Portugal was never at the forefront of democratic movements in Europe. And for a long time, Portugal could not be democratic because it could not separate the state from religion. Reformation and the separation of the state from religion were late to come to Portugal. It became a Republic in 1910, but soon lapsed into a dictatorship in 1928, largely of Salazar. Portugal became a parliamentary Republic only in 1976 and later joined the European Union in 1986.
Considerable literature on democratic governance focuses on the electoral process and the institutions of democracy, especially an elected legislature, an accountable executive and independent judiciary. The essence of democracy, however, lies in the Freedom of the citizen. Hence the emphasis on Fundamental Rights in the Indian Constitution adopted on 26 January 1950. And the Indian Constitution begins with ‘We the People of India’, clearly indicating the ultimate sovereignty of the people – a founding statement which has not yet been imbibed by the institutions of governance of the country, neither of Goa.

▶ [EXERCISE REQUIREMENTS]:
1 - According to the passage on democracy in Portugal and India, in what year did Portugal become a parliamentary Republic?
2 - Extend the passage on democracy in Portugal and India, beginning after its final sentence.

(Coordinate annotation entries)
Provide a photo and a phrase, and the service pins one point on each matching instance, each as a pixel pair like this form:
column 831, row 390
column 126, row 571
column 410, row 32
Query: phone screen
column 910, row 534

--

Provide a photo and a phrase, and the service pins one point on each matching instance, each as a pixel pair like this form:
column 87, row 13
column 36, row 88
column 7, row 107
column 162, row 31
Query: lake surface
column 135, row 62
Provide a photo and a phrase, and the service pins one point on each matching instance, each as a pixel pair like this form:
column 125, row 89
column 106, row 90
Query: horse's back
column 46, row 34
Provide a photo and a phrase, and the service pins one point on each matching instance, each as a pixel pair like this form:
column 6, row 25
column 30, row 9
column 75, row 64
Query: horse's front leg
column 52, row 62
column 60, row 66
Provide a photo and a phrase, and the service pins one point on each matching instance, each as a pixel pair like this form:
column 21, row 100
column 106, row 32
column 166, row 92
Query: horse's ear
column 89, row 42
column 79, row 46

▶ [SET OF ANSWERS]:
1 - 1976

2 -
In substance, however, democracy needs not just institutions of governance but a far greater and deeper respect for ‘diversity’ of opinion, thought, culture and religion which in essence is ‘freedom’. This was foreign both to the European and, of course, to the Portuguese culture. As Robert Pinkney points out, the Portuguese and Spanish colonizers ‘had articulated a clear racialist ideology with a strong belief in European and Christian superiority’.
4 Europe took more than a thousand years to separate religion from the state with the advent of Reformation, a process which the other great Judaic religion viz. Islam has not yet been able to do. The religious ‘overhang’ of both Christianity and Islam in countries dominated by both religions with its tight regime governed by the ‘Holy Book’ make full freedom to the individual a constant contest, even struggle.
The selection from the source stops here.